● **EXERCÍCIO PROPOSTO 1**: Transcreva o texto sobre o furto de armas em Tancos, desde "O major-general Raul" até "com o terrorismo?".
● **EXERCÍCIO PROPOSTO 2**: Continue o texto sobre o furto de armas em Tancos a partir do ponto em que termina.

● **EXCERTO DA PÁGINA**:
O major-general Raul Cunha, actual juiz militar que chegou a comandar a base militar de Tancos, acredita que a principal responsabilidade pelo furto de armas naquele local é dos políticos.
Militar em seis missões internacionais das Forças Armadas portuguesas, Raul Cunha comandou a base numa altura em que o sistema de videovigilância ainda funcionava e explica, em entrevista à Renascença, que estavam previstas melhorias de segurança, mas que a prioridade não foi dada aos paióis, uma vez que se partia do princípio que elas já tinham um mínimo de segurança garantida. “Pelos vistos não foi assim.”
Este furto pode estar relacionado com o terrorismo?

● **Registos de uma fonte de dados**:
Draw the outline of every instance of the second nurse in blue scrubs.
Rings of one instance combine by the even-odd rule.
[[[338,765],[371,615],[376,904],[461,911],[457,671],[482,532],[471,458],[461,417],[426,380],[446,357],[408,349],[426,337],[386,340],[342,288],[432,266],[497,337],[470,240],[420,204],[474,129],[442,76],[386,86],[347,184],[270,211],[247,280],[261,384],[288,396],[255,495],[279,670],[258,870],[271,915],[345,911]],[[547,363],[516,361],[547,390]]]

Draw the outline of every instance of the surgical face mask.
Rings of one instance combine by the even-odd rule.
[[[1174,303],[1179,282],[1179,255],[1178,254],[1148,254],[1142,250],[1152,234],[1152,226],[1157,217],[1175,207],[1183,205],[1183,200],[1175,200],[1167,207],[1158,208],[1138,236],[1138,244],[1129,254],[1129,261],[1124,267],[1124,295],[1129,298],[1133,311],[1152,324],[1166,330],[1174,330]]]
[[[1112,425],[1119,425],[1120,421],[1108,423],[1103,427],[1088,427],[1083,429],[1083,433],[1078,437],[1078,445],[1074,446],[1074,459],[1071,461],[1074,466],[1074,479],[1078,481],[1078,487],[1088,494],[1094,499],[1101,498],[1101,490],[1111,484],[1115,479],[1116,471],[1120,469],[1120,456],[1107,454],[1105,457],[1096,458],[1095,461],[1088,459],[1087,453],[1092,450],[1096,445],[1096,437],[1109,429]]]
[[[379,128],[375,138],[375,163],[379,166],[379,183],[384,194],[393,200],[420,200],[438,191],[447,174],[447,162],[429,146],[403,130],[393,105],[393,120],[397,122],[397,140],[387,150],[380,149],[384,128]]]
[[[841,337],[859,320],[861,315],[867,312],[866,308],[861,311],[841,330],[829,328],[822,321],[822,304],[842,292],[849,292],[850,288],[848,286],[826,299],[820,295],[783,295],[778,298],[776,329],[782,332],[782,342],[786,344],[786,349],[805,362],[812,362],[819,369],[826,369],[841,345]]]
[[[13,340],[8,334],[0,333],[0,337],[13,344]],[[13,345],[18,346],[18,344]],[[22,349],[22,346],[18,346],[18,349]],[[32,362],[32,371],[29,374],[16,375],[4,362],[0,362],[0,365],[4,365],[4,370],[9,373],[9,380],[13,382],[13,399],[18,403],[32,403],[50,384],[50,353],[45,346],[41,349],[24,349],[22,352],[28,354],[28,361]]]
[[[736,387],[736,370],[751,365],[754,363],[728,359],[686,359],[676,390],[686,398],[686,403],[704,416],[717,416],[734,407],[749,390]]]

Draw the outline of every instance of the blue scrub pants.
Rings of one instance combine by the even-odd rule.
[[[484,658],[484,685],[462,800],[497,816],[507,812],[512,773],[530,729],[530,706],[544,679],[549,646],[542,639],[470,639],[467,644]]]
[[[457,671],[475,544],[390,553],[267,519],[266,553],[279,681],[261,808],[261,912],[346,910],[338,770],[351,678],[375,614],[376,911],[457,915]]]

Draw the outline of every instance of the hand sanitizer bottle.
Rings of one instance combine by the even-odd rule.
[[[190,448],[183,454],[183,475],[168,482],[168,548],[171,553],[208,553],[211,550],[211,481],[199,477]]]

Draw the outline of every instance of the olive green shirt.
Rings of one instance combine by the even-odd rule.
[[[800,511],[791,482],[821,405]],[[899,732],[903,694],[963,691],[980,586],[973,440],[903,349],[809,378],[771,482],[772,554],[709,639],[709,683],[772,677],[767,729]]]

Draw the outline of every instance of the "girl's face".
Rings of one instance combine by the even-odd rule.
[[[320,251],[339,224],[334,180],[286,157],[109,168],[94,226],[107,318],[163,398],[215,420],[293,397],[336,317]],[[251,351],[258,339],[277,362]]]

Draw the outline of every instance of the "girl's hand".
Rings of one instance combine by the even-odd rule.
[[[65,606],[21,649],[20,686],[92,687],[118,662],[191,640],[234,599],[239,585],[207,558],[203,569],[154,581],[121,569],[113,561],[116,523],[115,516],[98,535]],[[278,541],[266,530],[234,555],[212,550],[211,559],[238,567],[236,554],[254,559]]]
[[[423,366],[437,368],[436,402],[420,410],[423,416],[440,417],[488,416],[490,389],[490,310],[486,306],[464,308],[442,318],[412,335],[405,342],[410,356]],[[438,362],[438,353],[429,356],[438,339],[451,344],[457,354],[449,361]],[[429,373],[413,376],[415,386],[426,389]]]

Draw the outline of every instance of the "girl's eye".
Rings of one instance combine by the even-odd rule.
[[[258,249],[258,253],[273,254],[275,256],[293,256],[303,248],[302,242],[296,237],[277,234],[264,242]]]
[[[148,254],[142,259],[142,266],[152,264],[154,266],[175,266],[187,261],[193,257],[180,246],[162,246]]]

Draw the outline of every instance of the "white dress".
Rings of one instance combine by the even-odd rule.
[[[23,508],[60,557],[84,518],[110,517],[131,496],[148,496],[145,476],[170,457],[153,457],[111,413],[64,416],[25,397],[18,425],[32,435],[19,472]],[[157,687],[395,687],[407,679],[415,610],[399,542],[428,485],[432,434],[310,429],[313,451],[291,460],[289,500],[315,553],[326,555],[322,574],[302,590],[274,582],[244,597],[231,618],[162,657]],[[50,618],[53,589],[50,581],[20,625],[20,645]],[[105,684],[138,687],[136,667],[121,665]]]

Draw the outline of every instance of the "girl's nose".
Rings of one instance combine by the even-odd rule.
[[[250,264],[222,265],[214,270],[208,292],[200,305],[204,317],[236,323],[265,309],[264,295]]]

● **RESULTADO DA TAREFA 1**:
O major-general Raul Cunha, actual juiz militar que chegou a comandar a base militar de Tancos, acredita que a principal responsabilidade pelo furto de armas naquele local é dos políticos.
Militar em seis missões internacionais das Forças Armadas portuguesas, Raul Cunha comandou a base numa altura em que o sistema de videovigilância ainda funcionava e explica, em entrevista à Renascença, que estavam previstas melhorias de segurança, mas que a prioridade não foi dada aos paióis, uma vez que se partia do princípio que elas já tinham um mínimo de segurança garantida. “Pelos vistos não foi assim.”
Este furto pode estar relacionado com o terrorismo?

● **RESULTADO DA TAREFA 2**:
Penso que sim. Mais a mais sabendo agora que uma série de explosivos foram roubados e que têm determinadas características que são de maior intensidade. O facto de o material que foi roubado ser especificamente aquele e terem ido directos aos paióis que tinham esse material num universo de 20 paióis, significa que isto foi encomendado e que sabiam ao que iam. Ao levarem esses explosivos – as armas anticarro, os lança-foguetes e as granadas de mão – faz-me continuar a pensar que foi uma encomenda e uma encomenda de pessoal ligada ao terrorismo.
Pensa que houve colaboração interna?
Alguma colaboração terão tido porque sabiam onde estava o material e ao que iam. E não é fácil saber isso. Agora como foi possível algo deste género, não faço ideia. Mas tudo aponta nesse sentido.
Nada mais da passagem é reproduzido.